▶ TASK MATERIAL:

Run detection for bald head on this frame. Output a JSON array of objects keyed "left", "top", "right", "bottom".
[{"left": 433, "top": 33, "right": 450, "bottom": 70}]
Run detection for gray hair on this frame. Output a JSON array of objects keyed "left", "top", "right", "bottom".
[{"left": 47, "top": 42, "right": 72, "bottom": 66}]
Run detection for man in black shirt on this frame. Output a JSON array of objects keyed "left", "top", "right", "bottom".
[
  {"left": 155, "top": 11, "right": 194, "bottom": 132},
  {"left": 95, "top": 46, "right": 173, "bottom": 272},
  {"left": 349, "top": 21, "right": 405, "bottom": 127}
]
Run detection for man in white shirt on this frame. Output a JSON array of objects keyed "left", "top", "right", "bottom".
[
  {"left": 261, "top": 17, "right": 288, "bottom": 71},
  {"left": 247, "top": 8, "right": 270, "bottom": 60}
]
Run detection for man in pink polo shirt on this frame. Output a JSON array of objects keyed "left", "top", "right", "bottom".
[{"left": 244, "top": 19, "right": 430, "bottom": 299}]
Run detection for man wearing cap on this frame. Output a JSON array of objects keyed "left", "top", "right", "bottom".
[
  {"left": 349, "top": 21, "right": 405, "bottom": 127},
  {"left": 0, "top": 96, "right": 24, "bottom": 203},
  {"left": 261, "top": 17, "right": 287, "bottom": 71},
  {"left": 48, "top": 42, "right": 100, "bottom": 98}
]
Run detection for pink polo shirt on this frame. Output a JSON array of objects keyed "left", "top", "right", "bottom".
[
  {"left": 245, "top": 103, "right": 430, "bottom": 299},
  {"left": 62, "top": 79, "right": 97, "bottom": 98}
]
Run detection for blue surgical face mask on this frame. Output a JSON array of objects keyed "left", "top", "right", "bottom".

▶ WHAT YOU WILL DO: Reproduce the listing from the line containing "Run detection for pink" through its last line, both included, keeping the requests unchanged. Multiply every bounding-box coordinate in the answers by 2.2 and round each result to a whole number, with halves rounded up.

▶ SOLUTION TO THIS PROBLEM:
Run detection for pink polo shirt on this frame. Output a JSON array of objects keyed "left", "top", "right", "bottom".
[
  {"left": 539, "top": 227, "right": 946, "bottom": 658},
  {"left": 136, "top": 174, "right": 213, "bottom": 216}
]
Run detection for blue surgical face mask on this frame. Output a JSON array of objects keyed "left", "top", "right", "bottom".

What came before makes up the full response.